● **Your assignment**: Print exactly the lines that run from the one containing "Our detector says the background" to the final line of the data, both included, and print none of the pictures.

● **Supplied material**:
-----

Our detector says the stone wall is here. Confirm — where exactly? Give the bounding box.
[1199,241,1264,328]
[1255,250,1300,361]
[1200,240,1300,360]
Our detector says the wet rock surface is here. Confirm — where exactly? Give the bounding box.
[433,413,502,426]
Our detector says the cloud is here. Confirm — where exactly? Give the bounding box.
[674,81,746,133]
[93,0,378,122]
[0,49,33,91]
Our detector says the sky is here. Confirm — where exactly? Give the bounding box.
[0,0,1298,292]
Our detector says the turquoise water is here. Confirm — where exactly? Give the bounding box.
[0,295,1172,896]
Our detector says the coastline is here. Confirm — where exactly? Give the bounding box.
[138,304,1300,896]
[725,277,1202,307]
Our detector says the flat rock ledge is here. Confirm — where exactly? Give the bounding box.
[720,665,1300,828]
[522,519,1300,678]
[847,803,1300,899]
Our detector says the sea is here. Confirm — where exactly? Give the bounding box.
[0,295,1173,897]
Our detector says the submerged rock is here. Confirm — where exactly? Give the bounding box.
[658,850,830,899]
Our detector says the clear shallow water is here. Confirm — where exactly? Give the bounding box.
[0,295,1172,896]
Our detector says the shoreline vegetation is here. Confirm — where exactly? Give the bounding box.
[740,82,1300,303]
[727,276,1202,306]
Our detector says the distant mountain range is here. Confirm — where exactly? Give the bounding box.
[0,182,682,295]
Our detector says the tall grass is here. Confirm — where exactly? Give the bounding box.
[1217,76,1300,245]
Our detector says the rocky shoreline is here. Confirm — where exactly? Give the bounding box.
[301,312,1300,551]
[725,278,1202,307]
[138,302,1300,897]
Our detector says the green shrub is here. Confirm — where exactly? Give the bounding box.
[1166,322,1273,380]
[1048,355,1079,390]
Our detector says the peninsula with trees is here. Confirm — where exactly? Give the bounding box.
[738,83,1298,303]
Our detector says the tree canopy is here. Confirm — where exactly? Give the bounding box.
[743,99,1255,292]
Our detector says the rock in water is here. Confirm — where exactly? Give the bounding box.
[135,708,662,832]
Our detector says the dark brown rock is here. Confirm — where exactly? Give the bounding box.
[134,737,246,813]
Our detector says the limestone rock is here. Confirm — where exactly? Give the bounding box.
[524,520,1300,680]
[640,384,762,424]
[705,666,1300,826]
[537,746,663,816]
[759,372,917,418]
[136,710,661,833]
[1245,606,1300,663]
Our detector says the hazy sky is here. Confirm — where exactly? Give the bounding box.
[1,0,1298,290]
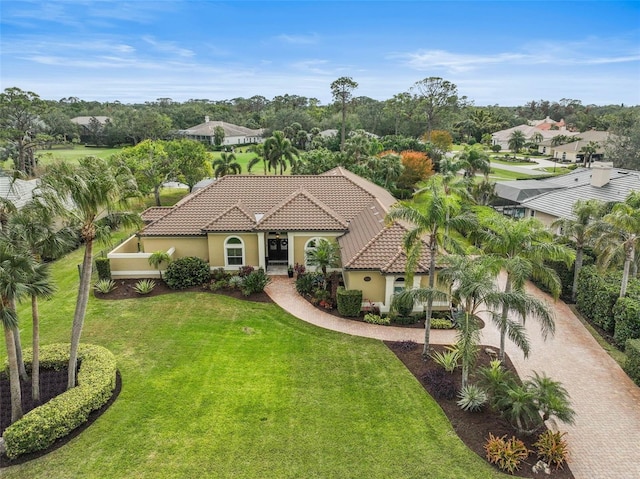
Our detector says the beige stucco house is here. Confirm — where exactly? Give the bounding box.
[179,117,264,146]
[109,167,446,313]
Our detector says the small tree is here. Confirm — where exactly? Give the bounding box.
[508,130,526,153]
[305,239,340,287]
[213,126,225,147]
[148,251,171,280]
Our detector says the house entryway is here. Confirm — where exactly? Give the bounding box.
[267,232,288,269]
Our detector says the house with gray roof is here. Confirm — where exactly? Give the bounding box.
[491,118,573,150]
[109,167,445,313]
[0,176,39,210]
[179,117,264,146]
[493,162,640,227]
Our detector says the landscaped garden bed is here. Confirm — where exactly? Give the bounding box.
[387,341,575,479]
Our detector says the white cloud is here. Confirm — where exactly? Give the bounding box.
[275,33,319,45]
[141,36,195,58]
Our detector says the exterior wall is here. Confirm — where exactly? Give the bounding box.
[141,236,208,260]
[418,274,450,310]
[207,233,260,270]
[343,271,386,305]
[108,235,175,278]
[526,210,557,229]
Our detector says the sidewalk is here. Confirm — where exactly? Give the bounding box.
[265,275,640,479]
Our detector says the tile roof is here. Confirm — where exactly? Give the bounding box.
[181,120,263,138]
[140,206,173,223]
[203,202,256,231]
[339,202,431,274]
[255,188,348,231]
[140,171,392,236]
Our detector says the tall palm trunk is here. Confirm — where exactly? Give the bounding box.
[68,236,93,389]
[422,236,437,357]
[4,325,23,422]
[571,246,584,303]
[620,242,635,298]
[12,323,28,381]
[32,293,40,403]
[499,275,513,361]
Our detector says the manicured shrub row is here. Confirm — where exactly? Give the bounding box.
[3,343,117,459]
[624,339,640,386]
[95,257,112,281]
[164,256,210,289]
[576,266,640,344]
[336,287,362,317]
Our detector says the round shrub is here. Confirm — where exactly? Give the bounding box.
[164,256,211,289]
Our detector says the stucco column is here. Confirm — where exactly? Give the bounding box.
[257,232,266,269]
[287,232,294,266]
[383,275,395,313]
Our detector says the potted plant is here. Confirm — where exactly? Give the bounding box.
[287,265,294,278]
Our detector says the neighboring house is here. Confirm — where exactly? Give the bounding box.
[70,116,111,143]
[493,162,640,228]
[549,130,611,163]
[491,117,571,150]
[179,117,264,146]
[109,167,447,313]
[0,176,39,210]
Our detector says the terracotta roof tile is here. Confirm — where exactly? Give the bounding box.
[203,201,256,231]
[140,207,174,223]
[256,188,348,231]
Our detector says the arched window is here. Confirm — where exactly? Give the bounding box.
[225,236,245,267]
[304,237,327,266]
[393,277,405,294]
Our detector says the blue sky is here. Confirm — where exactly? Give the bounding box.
[1,1,639,106]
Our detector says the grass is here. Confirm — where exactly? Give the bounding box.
[489,157,538,166]
[487,167,540,181]
[35,146,125,165]
[1,248,508,478]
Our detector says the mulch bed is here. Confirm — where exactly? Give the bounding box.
[94,278,273,303]
[386,341,574,479]
[0,368,122,468]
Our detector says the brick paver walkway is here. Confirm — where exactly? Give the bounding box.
[266,275,640,479]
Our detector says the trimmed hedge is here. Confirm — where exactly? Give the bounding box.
[336,288,362,317]
[164,256,211,289]
[614,297,640,346]
[624,339,640,386]
[576,266,603,324]
[95,257,111,281]
[3,343,117,459]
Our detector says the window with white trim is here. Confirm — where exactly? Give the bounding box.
[394,277,405,294]
[225,236,245,266]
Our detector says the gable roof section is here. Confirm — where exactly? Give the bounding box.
[340,202,430,274]
[140,173,386,236]
[494,179,564,203]
[203,201,256,231]
[322,166,397,210]
[342,221,431,274]
[255,188,348,231]
[0,177,39,209]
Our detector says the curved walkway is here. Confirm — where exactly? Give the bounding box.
[266,276,640,479]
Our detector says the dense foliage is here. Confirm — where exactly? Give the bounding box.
[336,287,362,317]
[2,344,117,459]
[164,256,211,289]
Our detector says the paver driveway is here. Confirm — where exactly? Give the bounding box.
[266,276,640,479]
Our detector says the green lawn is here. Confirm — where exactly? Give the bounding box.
[35,146,125,165]
[489,157,538,166]
[1,248,507,478]
[487,167,540,181]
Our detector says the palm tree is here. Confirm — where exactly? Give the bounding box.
[456,144,490,179]
[264,131,299,175]
[247,144,267,175]
[0,241,38,423]
[8,202,64,402]
[305,239,340,284]
[386,175,474,356]
[40,156,140,389]
[508,130,526,153]
[479,214,574,360]
[593,191,640,297]
[552,199,604,302]
[25,262,55,403]
[149,250,171,280]
[579,141,599,168]
[212,152,242,178]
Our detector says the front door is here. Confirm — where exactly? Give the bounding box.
[268,237,288,263]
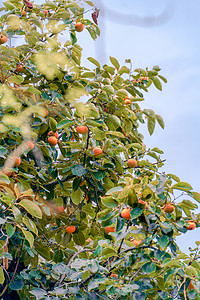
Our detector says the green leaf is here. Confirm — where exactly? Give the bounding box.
[106,131,125,138]
[85,1,94,6]
[6,223,15,238]
[106,186,123,195]
[8,75,24,85]
[18,199,42,219]
[130,207,143,219]
[158,75,167,83]
[10,278,24,290]
[71,165,88,176]
[101,196,118,208]
[70,32,77,45]
[87,57,100,68]
[82,71,95,78]
[110,56,120,70]
[156,114,165,129]
[71,188,82,205]
[163,259,181,268]
[172,182,192,191]
[29,288,47,298]
[118,66,130,75]
[157,235,169,249]
[192,191,200,203]
[49,117,57,132]
[73,231,85,246]
[102,85,115,94]
[0,267,5,284]
[142,262,156,274]
[148,117,155,135]
[151,76,162,91]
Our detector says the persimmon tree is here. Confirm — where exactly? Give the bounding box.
[0,0,200,299]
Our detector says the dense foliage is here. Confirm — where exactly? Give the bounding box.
[0,0,200,299]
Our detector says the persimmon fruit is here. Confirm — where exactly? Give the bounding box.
[163,203,174,213]
[127,158,137,168]
[76,125,88,134]
[186,221,196,230]
[13,156,21,167]
[121,208,131,220]
[66,225,76,234]
[133,239,142,246]
[16,64,23,72]
[58,206,64,212]
[93,147,103,156]
[0,36,7,44]
[43,10,48,16]
[48,136,57,146]
[105,226,115,234]
[124,98,132,105]
[21,10,27,17]
[75,22,84,32]
[110,273,118,278]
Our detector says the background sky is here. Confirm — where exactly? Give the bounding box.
[77,0,200,253]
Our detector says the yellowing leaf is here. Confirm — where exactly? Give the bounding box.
[172,182,192,191]
[22,229,34,248]
[18,199,42,219]
[0,267,5,284]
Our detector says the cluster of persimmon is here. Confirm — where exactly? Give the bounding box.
[48,131,58,146]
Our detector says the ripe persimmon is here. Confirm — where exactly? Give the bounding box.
[127,158,137,168]
[163,203,174,213]
[105,226,115,234]
[21,10,27,17]
[186,221,196,230]
[66,225,76,234]
[76,125,88,134]
[43,10,48,16]
[48,136,57,146]
[121,208,131,220]
[48,131,58,138]
[133,239,142,246]
[110,273,118,278]
[13,156,21,167]
[58,206,64,212]
[93,147,103,156]
[16,64,23,72]
[75,22,84,32]
[0,36,7,44]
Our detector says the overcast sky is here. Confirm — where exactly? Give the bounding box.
[78,0,200,253]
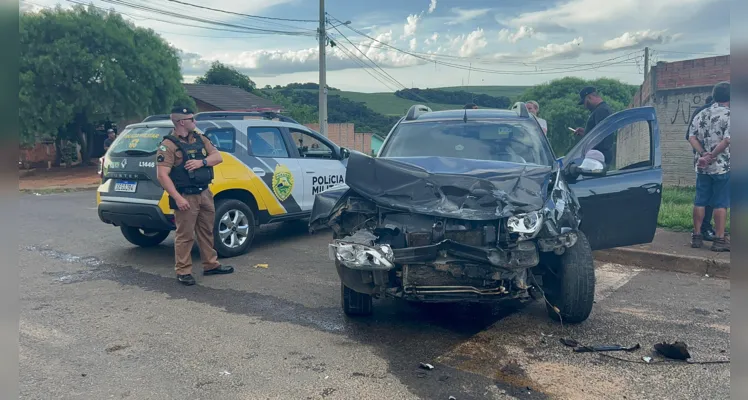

-----

● **Answer for the task**:
Our detector says the background sky is here. Confirm — where exactly? Give the bounding box.
[77,0,200,253]
Our detector says the yellowing leaf is here. Confirm — where exactly? Give the bounding box.
[172,182,192,191]
[22,229,34,248]
[18,199,42,219]
[0,267,5,284]
Our detector says the cluster of persimmon is here. Confirm — where exactly? Give the bounding box.
[48,131,58,146]
Our detector says the ripe persimmon is here. Confirm — where exactly? Give the bounding box.
[127,158,137,168]
[163,203,174,213]
[105,226,115,234]
[21,10,27,17]
[186,221,196,230]
[66,225,76,234]
[76,125,88,134]
[43,10,48,16]
[48,136,57,146]
[121,208,131,220]
[48,131,58,138]
[133,239,142,246]
[110,273,118,278]
[13,156,21,167]
[58,206,64,212]
[93,147,103,156]
[16,64,23,72]
[75,22,84,32]
[0,36,7,44]
Our detector says the overcast sky is here. Confirm — where exactly? Give the bounding box.
[78,0,200,253]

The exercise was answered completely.